▶ AIM OF THE TASK: Reproduce all records verbatim.

▶ INPUT:
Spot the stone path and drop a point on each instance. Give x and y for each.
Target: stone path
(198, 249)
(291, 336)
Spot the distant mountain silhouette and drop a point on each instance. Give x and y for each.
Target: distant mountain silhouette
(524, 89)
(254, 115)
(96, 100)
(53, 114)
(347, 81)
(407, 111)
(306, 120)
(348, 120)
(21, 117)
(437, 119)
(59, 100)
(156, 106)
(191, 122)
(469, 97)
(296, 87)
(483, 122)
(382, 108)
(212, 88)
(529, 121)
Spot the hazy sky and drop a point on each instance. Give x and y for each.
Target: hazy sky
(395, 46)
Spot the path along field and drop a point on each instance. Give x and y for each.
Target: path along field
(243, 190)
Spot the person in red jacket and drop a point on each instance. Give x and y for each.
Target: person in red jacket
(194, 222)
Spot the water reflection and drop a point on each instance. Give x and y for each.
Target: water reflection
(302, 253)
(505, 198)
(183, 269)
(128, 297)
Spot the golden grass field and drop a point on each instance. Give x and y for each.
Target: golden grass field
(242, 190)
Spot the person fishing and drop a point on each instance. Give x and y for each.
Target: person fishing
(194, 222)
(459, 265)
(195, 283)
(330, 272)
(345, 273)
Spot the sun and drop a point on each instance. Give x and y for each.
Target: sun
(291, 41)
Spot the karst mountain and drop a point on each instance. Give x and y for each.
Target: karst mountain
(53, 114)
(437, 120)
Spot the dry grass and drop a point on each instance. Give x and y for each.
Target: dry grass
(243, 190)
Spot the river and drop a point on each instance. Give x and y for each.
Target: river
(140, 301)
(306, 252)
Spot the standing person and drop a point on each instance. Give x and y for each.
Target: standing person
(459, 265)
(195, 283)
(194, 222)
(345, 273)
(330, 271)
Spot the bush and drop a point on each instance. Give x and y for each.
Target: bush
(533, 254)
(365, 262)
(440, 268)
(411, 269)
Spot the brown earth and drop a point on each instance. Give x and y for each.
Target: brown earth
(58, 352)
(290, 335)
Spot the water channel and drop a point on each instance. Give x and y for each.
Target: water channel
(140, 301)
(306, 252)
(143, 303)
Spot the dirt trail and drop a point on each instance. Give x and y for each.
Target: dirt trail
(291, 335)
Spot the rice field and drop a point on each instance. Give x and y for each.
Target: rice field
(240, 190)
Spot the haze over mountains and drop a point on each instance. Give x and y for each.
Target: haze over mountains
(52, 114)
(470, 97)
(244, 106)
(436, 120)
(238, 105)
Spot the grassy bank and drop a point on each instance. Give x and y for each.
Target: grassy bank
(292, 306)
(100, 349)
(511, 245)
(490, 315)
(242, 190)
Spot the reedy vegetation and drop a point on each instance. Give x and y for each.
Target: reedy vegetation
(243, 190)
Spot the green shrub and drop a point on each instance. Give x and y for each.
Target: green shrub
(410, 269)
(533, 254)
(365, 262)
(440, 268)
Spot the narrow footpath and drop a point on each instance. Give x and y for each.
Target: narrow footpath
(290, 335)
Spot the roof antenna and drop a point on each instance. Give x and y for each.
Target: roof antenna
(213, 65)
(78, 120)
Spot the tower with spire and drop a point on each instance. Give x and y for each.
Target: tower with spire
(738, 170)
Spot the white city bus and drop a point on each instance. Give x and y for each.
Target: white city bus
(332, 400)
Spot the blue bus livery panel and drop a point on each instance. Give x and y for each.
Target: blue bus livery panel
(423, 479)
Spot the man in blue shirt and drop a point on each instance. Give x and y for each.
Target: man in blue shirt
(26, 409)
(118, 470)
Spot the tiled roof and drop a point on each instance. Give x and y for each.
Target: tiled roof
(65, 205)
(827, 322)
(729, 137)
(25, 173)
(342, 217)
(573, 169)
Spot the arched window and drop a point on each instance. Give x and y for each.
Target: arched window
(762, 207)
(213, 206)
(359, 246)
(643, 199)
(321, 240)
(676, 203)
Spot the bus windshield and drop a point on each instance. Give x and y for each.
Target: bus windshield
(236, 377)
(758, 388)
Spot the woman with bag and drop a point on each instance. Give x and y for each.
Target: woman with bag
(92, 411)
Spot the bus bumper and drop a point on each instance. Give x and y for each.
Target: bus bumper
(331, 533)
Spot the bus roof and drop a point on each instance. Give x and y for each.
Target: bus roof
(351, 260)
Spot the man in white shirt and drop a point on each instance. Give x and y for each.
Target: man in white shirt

▶ RESPONSE TO THIS TASK:
Spot the stone path and drop a point on each instance. Give x and y for each.
Target: stone path
(198, 249)
(291, 336)
Spot the distant mountain silhouette and drop a point on each instance. Give x and y for each.
Target: distant mountain silhouette
(524, 89)
(254, 115)
(96, 100)
(53, 114)
(347, 81)
(407, 111)
(306, 120)
(348, 120)
(21, 117)
(437, 119)
(59, 100)
(156, 106)
(191, 122)
(469, 97)
(296, 87)
(483, 122)
(382, 108)
(212, 88)
(529, 121)
Spot the hazy sky and drop a point on each instance. Give x and y for each.
Target: hazy sky
(395, 46)
Spot the path along field and drop a point on each instance. Give x and y for each.
Target: path along field
(243, 190)
Spot the person in red jacket and drop a point on each instance. Give x and y for each.
Target: person in red jacket
(194, 222)
Spot the water reflection and drop a point on each instance. Give x and y for each.
Target: water reflection
(302, 253)
(505, 198)
(183, 269)
(128, 297)
Spot the golden grass field and drop a point on each instance. Give x and y for each.
Target: golden grass field
(242, 190)
Spot the person fishing and drop a point on each instance. Give x and y for each.
Target: person fishing
(194, 222)
(459, 265)
(195, 283)
(330, 272)
(345, 273)
Spot the sun and drop a point on each instance. Give x and y for each.
Target: sun
(291, 41)
Spot the karst mountain and drop a point on each instance. Give x and y for each.
Target: karst mountain
(53, 114)
(437, 120)
Spot the dry grass and drop a point on each instance. Give x and y for each.
Target: dry grass
(243, 190)
Spot the river and drop a point on each instance. Give x and y for each.
Target: river
(140, 301)
(306, 252)
Spot the standing person and drop a point on each instance. Give x and y for each.
Target: standing person
(459, 265)
(195, 283)
(194, 222)
(345, 273)
(330, 271)
Spot the bush and drop a point on each instance. Give x and y for each.
Target: bush
(533, 254)
(365, 262)
(440, 268)
(411, 269)
Spot the brown earth and drop a point on each instance. Give x and y for each.
Target: brown earth
(58, 352)
(290, 335)
Spot the water channel and drop a point on each instance. Give x and y for each.
Target: water channel
(140, 301)
(306, 252)
(143, 303)
Spot the dirt trail and drop a point on each instance. Give x and y for each.
Target: dirt trail
(291, 335)
Spot the rice field and drop a point on each instance. Give x and y for each.
Target: rice field
(240, 190)
Spot the haze over mountains and drop a point on each instance. Give x and y for each.
Target: haze over mountains
(52, 114)
(470, 97)
(244, 106)
(436, 120)
(238, 105)
Spot the grassy bank and drop a point on each instance. Give x and y for each.
Target: grassy bank
(292, 306)
(100, 349)
(511, 245)
(490, 315)
(242, 190)
Spot the reedy vegetation and drop a point on each instance. Give x and y for each.
Target: reedy vegetation
(243, 190)
Spot the green shrub and drop a point on each instance. Give x and y for each.
Target: green shrub
(410, 269)
(533, 254)
(365, 262)
(440, 268)
Spot the narrow footpath and drop a point on each instance. Give x and y for each.
Target: narrow footpath
(290, 335)
Spot the roof antenna and drop a point on each instance. Give x and y for each.
Target: roof antenna
(213, 65)
(78, 120)
Spot the tower with spire and drop a point on each instance. Give x and y for each.
Target: tower with spire
(738, 170)
Spot the white city bus and drop a point on each instance. Give x and y for each.
Target: white city bus
(332, 400)
Spot the blue bus livery panel and drop a point on each instance. Give x and y for each.
Target: blue bus livery panel
(423, 479)
Spot the man in blue shirt and drop a point on each instance. Give x and y for each.
Target: man in blue shirt
(26, 409)
(118, 470)
Spot the tiled roof and drop a point on each instance. Give x and y for each.
Target: tiled roof
(65, 205)
(827, 322)
(729, 137)
(25, 173)
(342, 217)
(573, 169)
Spot the arched window and drop a point on each instance. Give x and y for each.
Target: arched window
(762, 207)
(213, 206)
(359, 246)
(643, 199)
(321, 240)
(676, 203)
Spot the bus windshield and drop a point on each instance. Give x and y for each.
Target: bus windshield
(236, 377)
(758, 388)
Spot the woman with bag and drop a point on each instance. Give x and y for each.
Target: woman with bag
(92, 411)
Spot the bus bumper and drop a point on each instance. Give x and y for each.
Target: bus bumper
(331, 533)
Spot the bus roof and drop a point on each instance. Give x and y for each.
Target: bus roof
(351, 260)
Spot the man in white shirt and drop a point on each instance. Give x and y for each.
Target: man in white shirt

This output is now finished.